— SET EXERCISE —
Convert every line of the records below into a JSON list of strings, one string per line, omitting blank lines.

Items listed in a dataset
__________________________________________________
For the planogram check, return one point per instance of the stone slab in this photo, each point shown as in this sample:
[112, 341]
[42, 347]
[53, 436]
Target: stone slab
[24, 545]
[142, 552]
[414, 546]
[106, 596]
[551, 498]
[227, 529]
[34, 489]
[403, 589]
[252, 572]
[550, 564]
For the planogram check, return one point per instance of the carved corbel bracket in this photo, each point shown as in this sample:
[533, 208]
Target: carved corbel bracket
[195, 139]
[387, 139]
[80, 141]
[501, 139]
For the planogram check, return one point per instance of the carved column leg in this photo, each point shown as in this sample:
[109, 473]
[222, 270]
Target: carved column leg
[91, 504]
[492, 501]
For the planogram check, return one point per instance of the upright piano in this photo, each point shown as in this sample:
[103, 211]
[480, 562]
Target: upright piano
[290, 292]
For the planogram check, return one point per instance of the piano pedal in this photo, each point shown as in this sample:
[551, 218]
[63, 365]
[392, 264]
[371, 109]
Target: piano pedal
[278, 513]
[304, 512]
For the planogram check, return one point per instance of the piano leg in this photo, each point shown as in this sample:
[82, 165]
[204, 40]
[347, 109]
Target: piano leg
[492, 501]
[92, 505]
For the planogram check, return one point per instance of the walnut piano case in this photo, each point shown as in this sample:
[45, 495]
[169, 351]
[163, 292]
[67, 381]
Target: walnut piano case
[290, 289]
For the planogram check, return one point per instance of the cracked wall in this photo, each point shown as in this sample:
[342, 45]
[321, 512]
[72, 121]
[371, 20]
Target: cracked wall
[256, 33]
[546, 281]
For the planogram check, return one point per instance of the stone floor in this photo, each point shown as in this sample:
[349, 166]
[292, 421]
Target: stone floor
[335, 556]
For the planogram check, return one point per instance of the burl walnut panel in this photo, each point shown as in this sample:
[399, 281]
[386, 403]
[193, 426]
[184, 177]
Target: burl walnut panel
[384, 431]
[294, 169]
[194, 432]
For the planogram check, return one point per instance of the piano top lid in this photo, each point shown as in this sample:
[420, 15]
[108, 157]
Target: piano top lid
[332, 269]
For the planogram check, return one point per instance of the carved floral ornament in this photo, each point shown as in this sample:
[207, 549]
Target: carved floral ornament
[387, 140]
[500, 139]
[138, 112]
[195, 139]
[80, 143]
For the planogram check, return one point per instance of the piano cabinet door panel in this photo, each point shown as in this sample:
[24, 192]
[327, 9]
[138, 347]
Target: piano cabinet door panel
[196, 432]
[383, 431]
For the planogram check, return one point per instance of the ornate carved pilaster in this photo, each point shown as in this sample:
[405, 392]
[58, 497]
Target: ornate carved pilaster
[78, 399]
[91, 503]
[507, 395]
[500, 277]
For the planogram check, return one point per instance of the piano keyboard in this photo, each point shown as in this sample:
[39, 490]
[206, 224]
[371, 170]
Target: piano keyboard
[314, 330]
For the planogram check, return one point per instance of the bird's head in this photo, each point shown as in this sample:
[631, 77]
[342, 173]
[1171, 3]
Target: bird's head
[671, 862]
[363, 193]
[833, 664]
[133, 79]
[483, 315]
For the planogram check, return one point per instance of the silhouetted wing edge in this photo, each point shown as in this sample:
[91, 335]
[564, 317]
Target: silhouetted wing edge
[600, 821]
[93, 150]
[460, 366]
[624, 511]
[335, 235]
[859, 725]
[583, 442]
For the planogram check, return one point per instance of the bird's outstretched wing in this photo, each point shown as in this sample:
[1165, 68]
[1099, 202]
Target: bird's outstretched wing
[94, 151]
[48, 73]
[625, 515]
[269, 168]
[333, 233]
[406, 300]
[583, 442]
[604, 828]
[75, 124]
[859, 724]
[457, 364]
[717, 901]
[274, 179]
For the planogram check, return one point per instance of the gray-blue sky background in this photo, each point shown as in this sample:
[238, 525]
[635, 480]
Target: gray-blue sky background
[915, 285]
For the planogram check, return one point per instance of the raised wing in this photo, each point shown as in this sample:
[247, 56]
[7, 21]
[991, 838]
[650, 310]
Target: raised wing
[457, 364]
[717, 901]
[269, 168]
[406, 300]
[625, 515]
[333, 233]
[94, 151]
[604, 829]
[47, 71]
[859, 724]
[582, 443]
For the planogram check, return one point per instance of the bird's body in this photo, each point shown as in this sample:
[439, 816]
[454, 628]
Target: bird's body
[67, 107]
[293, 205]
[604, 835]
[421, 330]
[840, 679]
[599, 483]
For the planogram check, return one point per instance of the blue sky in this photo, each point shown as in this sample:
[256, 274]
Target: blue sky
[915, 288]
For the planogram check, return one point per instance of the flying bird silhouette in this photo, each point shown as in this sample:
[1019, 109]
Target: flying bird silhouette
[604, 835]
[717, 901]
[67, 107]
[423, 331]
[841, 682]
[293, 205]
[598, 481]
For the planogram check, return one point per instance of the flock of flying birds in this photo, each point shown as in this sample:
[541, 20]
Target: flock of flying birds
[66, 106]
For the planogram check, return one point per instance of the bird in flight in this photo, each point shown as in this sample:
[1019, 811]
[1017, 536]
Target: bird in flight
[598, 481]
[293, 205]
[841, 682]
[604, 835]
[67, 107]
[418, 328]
__________________________________________________
— EXERCISE OUTPUT —
[
  "For the planogram check, return one point per instance of the stone slab in this photo, each point shown as in this sample:",
  "[112, 341]",
  "[42, 347]",
  "[53, 436]",
  "Target: stone slab",
  "[24, 545]",
  "[142, 552]",
  "[414, 546]",
  "[106, 596]",
  "[551, 498]",
  "[227, 529]",
  "[34, 489]",
  "[403, 589]",
  "[252, 572]",
  "[550, 564]",
  "For the planogram check, return one point per instance of the carved corbel bracket in this photo, each point shown as in this sample:",
  "[533, 208]",
  "Target: carved corbel bracket",
  "[195, 139]",
  "[387, 139]",
  "[80, 141]",
  "[501, 139]",
  "For the planogram check, return one point per instance of the carved column leg in this photo, each point shown as in this sample:",
  "[109, 473]",
  "[222, 270]",
  "Target: carved column leg",
  "[91, 504]",
  "[492, 501]",
  "For the planogram check, return one point per instance of the upright piano in this photo, each point shown as in this sample:",
  "[103, 211]",
  "[480, 562]",
  "Target: upright piano",
  "[290, 292]",
  "For the planogram check, return one point per instance of the piano pedal in this photo, each point shown as in this sample:",
  "[551, 218]",
  "[63, 365]",
  "[392, 264]",
  "[371, 109]",
  "Target: piano pedal",
  "[278, 513]",
  "[304, 512]",
  "For the planogram check, return one point per instance of the piano leg in this photo, each point shown as in this sample:",
  "[82, 165]",
  "[204, 40]",
  "[347, 109]",
  "Target: piano leg",
  "[492, 501]",
  "[92, 505]",
  "For the planogram check, return one point per instance of the walnut piano case in this photo, each point shown as in this sample:",
  "[45, 495]",
  "[169, 351]",
  "[163, 292]",
  "[67, 381]",
  "Target: walnut piano case",
  "[290, 289]",
  "For the planogram check, return one point per instance of the cracked wall in this photo, each point shown as in this sample:",
  "[342, 45]",
  "[321, 512]",
  "[72, 121]",
  "[371, 20]",
  "Target: cracked wall",
  "[256, 33]",
  "[546, 281]",
  "For the planogram check, return one point per instance of the stone floor in this photo, each point shown as in this sample:",
  "[349, 166]",
  "[292, 421]",
  "Target: stone floor",
  "[335, 556]",
  "For the planogram check, return one point per instance of the burl walnut panel in this photo, each point shown as in this sample:",
  "[399, 281]",
  "[386, 403]",
  "[193, 426]",
  "[184, 177]",
  "Target: burl walnut panel",
  "[384, 431]",
  "[294, 169]",
  "[194, 432]",
  "For the planogram check, return one point per instance of the piano top lid in this photo, each point shown as in this sample:",
  "[420, 15]",
  "[108, 157]",
  "Target: piano top lid",
  "[332, 269]",
  "For the planogram check, return one point per instance of the carved floral ornament in this photo, each point shown as in this sample:",
  "[207, 549]",
  "Target: carved floral ornament",
  "[387, 140]",
  "[500, 139]",
  "[138, 112]",
  "[195, 139]",
  "[80, 143]",
  "For the planogram check, return one point per instance of the piano cabinet door panel in this photo, each point shown as in this sample:",
  "[24, 192]",
  "[327, 9]",
  "[138, 347]",
  "Target: piano cabinet door panel",
  "[196, 432]",
  "[383, 431]",
  "For the planogram check, return one point per instance of the ornate carved pilaster in this photo, each point shown as in this sample:",
  "[405, 392]",
  "[58, 497]",
  "Target: ornate carved pilaster",
  "[78, 399]",
  "[91, 503]",
  "[507, 395]",
  "[500, 277]",
  "For the planogram check, return one point per instance of the piano keyboard in this photo, each point shown as in this sample:",
  "[39, 490]",
  "[206, 224]",
  "[371, 170]",
  "Target: piano keyboard",
  "[314, 330]",
  "For the planogram check, return one point per instance of the bird's head in this photo, each point shown as in this sample:",
  "[631, 77]",
  "[342, 173]",
  "[1171, 3]",
  "Target: bird's head",
  "[671, 862]",
  "[363, 193]",
  "[833, 664]",
  "[133, 79]",
  "[483, 315]",
  "For the planogram check, return one point per instance of the silhouetted wing edge in this photo, each point shown as in this sample:",
  "[91, 335]",
  "[564, 317]",
  "Target: silhouetted wing edge",
  "[600, 821]",
  "[93, 150]",
  "[460, 366]",
  "[624, 511]",
  "[335, 235]",
  "[859, 725]",
  "[583, 442]",
  "For the planogram check, return one point per instance of the bird's outstretched wing in this photo, each point shown as in this sample:",
  "[1165, 68]",
  "[1099, 202]",
  "Target: bird's outstretched wing",
  "[94, 151]",
  "[48, 73]",
  "[625, 515]",
  "[269, 168]",
  "[333, 233]",
  "[406, 300]",
  "[583, 442]",
  "[604, 828]",
  "[75, 124]",
  "[859, 724]",
  "[457, 364]",
  "[717, 901]",
  "[274, 179]",
  "For the planogram check, return one point per instance of the gray-blue sky background in this photo, each point shown as in this sample:",
  "[238, 525]",
  "[635, 480]",
  "Target: gray-blue sky background",
  "[915, 285]",
  "For the planogram check, return one point per instance of the raised wing in this photo, each point shown as in this sample:",
  "[247, 56]",
  "[7, 21]",
  "[991, 838]",
  "[650, 310]",
  "Target: raised wing",
  "[457, 364]",
  "[717, 901]",
  "[269, 168]",
  "[406, 300]",
  "[625, 515]",
  "[333, 233]",
  "[94, 151]",
  "[604, 829]",
  "[47, 71]",
  "[859, 724]",
  "[582, 443]",
  "For the planogram check, return one point per instance of the bird's body in this photo, each point shown as in this sample:",
  "[439, 816]",
  "[454, 628]",
  "Target: bird's body",
  "[67, 107]",
  "[293, 205]",
  "[604, 835]",
  "[421, 330]",
  "[840, 679]",
  "[599, 483]",
  "For the planogram check, return one point per instance of the blue sky in this photo, each point shown as in this sample:",
  "[256, 274]",
  "Target: blue sky",
  "[915, 288]",
  "For the planogram check, return one point per instance of the flying bird silhouette in this photo, each point shown as in this sample:",
  "[1019, 109]",
  "Target: flying bird silhouette",
  "[604, 835]",
  "[717, 901]",
  "[67, 107]",
  "[423, 331]",
  "[841, 682]",
  "[293, 205]",
  "[598, 481]",
  "For the planogram check, return one point per instance of the flock of flying birds in this photo, each point shown as in this sample:",
  "[541, 20]",
  "Target: flock of flying birds",
  "[66, 106]",
  "For the planogram check, return one point per instance of the bird in flight in this photo, each point shown as in this sample:",
  "[1019, 811]",
  "[1017, 536]",
  "Target: bird in flight",
  "[598, 481]",
  "[293, 205]",
  "[841, 682]",
  "[604, 835]",
  "[67, 107]",
  "[418, 328]"
]